Copy these lines word for word, from the line with "Audit instructions — the first annotator's boxes for nose" up to and including the line with "[746,144,885,194]".
* start Stored data *
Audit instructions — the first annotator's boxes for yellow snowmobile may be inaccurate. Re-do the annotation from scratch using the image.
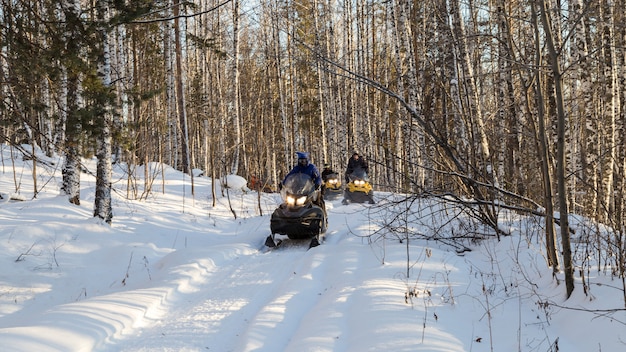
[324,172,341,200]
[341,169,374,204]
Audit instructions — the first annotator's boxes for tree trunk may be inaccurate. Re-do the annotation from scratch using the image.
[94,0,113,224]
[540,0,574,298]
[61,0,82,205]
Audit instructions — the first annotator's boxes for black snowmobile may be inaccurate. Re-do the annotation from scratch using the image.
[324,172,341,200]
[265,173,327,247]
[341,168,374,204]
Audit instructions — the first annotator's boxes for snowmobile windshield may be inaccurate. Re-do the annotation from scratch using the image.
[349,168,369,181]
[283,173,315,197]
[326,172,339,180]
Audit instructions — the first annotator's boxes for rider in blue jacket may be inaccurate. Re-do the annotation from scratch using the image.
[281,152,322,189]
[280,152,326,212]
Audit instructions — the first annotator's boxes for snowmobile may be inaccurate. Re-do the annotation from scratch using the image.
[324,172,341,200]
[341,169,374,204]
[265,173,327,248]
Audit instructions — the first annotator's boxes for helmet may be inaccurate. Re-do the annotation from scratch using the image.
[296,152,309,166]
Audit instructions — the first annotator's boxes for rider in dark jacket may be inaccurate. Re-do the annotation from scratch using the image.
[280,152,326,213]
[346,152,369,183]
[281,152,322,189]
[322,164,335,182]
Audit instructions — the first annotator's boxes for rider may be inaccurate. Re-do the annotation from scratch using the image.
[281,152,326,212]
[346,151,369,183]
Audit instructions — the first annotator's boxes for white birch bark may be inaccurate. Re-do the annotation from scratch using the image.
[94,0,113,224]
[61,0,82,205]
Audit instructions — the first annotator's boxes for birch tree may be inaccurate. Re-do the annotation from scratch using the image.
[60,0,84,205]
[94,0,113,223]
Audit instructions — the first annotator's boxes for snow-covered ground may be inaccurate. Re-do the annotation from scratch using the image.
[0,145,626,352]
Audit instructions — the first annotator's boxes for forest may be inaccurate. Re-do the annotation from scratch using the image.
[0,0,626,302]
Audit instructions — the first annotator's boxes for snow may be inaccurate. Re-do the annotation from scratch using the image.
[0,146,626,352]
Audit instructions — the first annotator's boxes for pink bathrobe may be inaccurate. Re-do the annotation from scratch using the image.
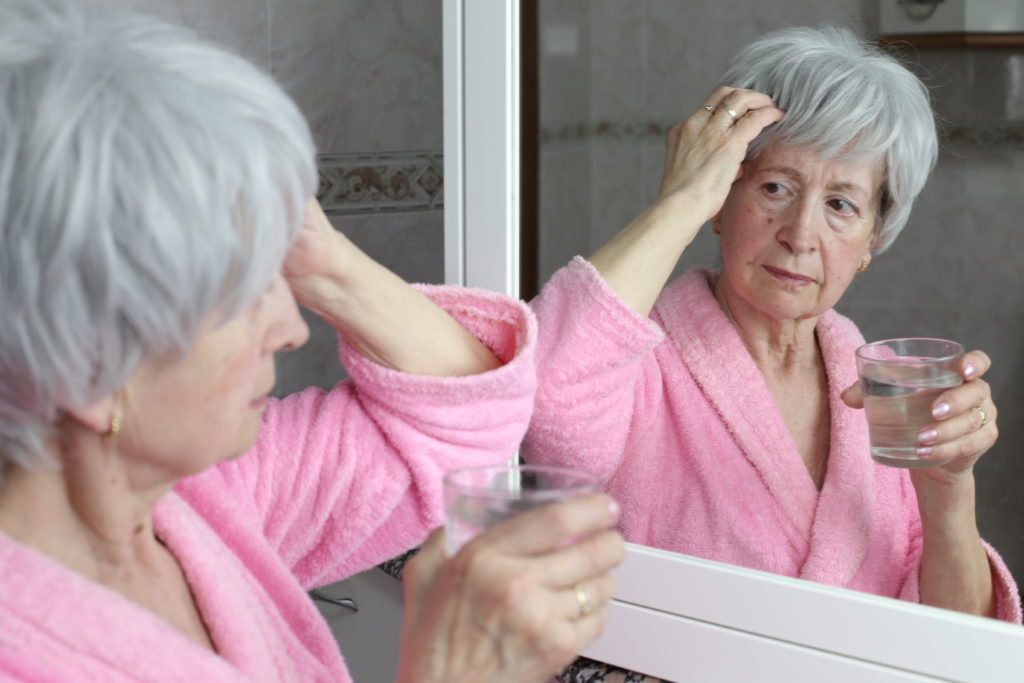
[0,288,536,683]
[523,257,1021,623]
* end Stored data *
* start Stored data *
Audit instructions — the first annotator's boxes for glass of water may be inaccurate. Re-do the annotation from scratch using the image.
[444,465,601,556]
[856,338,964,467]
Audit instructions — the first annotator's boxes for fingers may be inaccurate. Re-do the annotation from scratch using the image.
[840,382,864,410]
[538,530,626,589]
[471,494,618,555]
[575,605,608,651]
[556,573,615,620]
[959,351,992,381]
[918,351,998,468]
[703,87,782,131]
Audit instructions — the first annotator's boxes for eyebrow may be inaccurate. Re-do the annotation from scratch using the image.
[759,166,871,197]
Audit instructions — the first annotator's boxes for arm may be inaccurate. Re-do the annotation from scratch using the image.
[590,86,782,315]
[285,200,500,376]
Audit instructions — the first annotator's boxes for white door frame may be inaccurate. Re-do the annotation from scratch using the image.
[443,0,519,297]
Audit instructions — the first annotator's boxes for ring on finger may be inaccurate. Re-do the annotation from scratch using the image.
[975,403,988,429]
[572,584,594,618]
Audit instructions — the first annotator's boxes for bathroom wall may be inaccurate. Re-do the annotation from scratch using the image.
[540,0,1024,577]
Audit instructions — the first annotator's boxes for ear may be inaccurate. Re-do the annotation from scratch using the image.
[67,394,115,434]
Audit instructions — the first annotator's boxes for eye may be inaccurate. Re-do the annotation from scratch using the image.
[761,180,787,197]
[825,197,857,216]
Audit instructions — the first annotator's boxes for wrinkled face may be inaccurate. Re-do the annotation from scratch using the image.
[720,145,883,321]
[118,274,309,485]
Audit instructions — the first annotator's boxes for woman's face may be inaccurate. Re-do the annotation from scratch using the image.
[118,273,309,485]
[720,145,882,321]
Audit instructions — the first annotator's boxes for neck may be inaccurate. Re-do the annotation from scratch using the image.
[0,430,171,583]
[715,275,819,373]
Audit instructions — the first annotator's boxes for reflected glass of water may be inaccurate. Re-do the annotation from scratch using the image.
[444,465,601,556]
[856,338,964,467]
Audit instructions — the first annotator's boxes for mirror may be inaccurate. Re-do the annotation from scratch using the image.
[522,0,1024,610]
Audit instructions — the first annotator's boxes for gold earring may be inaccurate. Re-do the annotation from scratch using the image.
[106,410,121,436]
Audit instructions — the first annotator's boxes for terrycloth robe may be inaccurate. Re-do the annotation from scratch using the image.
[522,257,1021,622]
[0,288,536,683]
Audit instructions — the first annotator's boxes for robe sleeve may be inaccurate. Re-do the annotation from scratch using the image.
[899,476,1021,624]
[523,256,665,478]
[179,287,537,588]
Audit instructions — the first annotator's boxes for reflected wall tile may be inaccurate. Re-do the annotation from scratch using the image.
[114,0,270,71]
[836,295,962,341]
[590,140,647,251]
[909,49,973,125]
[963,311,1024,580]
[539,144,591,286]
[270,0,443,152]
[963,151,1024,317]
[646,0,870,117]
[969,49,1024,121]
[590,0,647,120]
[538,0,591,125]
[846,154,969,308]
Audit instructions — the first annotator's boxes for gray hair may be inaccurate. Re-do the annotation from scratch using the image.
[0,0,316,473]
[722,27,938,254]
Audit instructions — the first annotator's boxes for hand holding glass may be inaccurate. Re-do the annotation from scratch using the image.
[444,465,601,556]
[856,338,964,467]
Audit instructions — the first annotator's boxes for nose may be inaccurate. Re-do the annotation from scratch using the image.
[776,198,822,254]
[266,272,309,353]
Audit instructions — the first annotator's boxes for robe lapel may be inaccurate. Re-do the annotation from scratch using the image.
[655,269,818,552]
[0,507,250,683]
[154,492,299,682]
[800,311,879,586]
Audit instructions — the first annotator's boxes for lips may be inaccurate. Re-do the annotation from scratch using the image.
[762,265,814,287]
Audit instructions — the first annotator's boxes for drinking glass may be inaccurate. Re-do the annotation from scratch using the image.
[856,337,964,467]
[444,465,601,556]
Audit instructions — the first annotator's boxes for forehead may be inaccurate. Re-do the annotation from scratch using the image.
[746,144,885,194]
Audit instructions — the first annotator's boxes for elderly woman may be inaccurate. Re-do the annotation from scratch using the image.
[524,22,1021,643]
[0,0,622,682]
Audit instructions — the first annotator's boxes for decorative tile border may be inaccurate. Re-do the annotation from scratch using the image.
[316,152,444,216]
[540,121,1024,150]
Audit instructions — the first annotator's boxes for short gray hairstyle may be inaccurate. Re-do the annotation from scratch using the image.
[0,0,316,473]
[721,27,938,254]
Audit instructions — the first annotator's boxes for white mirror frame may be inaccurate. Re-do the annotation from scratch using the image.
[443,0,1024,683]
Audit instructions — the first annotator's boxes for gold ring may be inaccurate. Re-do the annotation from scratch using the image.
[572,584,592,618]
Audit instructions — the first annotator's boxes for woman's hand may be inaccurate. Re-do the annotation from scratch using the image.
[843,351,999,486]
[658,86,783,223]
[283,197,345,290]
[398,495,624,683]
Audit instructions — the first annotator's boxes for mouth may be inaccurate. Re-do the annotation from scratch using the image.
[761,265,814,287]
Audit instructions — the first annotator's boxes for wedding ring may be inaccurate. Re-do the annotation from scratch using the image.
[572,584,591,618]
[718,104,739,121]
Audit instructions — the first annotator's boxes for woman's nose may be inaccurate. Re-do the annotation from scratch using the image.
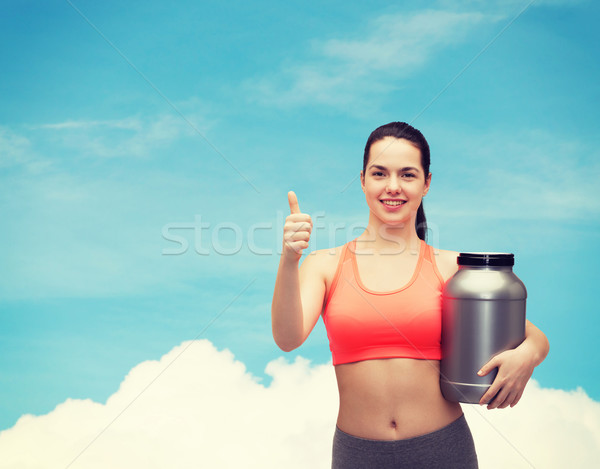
* end Stored data *
Exercise output >>
Audit instructions — the first annotator's boxes for nose may be inaccurate. Re-do the annotation from scratch using the image.
[776,198,822,254]
[266,272,309,353]
Audit instructions — the first annotator's boxes for robe lapel may be inaccurate. Re-do the annotation from scratch using the image.
[655,269,818,552]
[0,507,250,683]
[154,492,299,682]
[800,311,879,586]
Audit instructions — the first annotator's boxes for lips may be inaccurate. Re-do the annotation from scratch using the image.
[762,265,814,287]
Audit instructions — the first annotator's boxes for drinking glass may be inaccurate. Re-do the annotation from scratch using the image.
[856,337,964,467]
[444,465,601,556]
Audit instructions — the first annotator's boxes for forehead may be inaccurate. Re-do the annotation from scratch using the image.
[746,144,885,194]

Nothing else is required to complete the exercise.